#### Rows:
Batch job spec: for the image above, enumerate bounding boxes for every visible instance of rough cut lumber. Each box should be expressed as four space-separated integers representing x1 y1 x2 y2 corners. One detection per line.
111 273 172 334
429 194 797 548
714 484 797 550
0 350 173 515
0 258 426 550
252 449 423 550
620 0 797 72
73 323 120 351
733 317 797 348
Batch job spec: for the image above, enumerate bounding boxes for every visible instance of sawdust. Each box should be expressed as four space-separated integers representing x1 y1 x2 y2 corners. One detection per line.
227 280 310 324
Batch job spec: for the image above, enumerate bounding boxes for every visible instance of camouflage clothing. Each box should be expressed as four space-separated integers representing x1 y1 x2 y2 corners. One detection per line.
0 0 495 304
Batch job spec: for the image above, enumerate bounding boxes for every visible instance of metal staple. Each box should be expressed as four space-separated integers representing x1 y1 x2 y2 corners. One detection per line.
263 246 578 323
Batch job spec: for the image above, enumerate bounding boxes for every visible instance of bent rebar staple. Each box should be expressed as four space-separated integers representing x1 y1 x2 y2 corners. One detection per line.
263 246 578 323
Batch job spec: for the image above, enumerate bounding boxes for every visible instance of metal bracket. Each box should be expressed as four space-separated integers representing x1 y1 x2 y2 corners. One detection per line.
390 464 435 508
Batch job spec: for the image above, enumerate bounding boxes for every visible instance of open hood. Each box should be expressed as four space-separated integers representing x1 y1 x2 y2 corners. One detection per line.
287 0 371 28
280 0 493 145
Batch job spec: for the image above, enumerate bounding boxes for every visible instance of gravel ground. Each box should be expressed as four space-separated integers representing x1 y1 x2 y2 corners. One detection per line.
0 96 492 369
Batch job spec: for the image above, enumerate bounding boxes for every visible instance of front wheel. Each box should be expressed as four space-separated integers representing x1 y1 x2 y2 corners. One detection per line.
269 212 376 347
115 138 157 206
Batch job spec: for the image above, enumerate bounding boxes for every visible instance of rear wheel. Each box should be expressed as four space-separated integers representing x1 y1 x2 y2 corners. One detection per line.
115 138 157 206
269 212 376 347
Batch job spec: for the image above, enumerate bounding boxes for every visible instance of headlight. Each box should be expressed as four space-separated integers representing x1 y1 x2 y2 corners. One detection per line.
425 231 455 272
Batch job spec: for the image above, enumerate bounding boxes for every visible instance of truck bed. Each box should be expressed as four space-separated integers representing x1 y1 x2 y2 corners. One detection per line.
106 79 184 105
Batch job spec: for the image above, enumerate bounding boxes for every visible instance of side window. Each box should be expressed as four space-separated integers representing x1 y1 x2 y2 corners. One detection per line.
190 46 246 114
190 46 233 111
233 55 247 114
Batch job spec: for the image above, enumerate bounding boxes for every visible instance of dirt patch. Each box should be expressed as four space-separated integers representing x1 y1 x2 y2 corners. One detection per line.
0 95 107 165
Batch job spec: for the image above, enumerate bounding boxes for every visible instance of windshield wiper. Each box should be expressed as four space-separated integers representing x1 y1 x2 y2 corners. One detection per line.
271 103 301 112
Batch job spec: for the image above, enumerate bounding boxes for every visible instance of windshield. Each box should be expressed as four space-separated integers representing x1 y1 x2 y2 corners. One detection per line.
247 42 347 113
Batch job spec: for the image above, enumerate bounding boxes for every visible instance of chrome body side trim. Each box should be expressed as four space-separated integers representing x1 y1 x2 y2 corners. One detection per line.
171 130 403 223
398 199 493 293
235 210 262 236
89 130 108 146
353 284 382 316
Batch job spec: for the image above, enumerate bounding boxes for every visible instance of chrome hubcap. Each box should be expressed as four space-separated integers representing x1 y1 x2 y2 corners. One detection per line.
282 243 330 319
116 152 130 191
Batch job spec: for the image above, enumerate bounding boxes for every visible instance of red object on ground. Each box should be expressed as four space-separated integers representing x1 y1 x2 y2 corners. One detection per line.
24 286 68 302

#### Problem to solve:
Give again only the lines of the material above that run from the one with "of chrome hubcap." through the end, both included, exactly as they appear.

#### Answer below:
Batch job spec: for the image above, enumerate bounding boxes for every visible instance of chrome hubcap. Each box should be expressed as four space-separated integers representing x1 y1 x2 y2 corners. One detection per line.
282 243 330 319
116 152 130 191
Batch job spec: for the image above, enumerate bounding boxes for every visible instance of red object on ground. Each box should be expressed as four space-separated integers representing x1 y1 x2 y2 corners. One detection per line.
24 286 68 302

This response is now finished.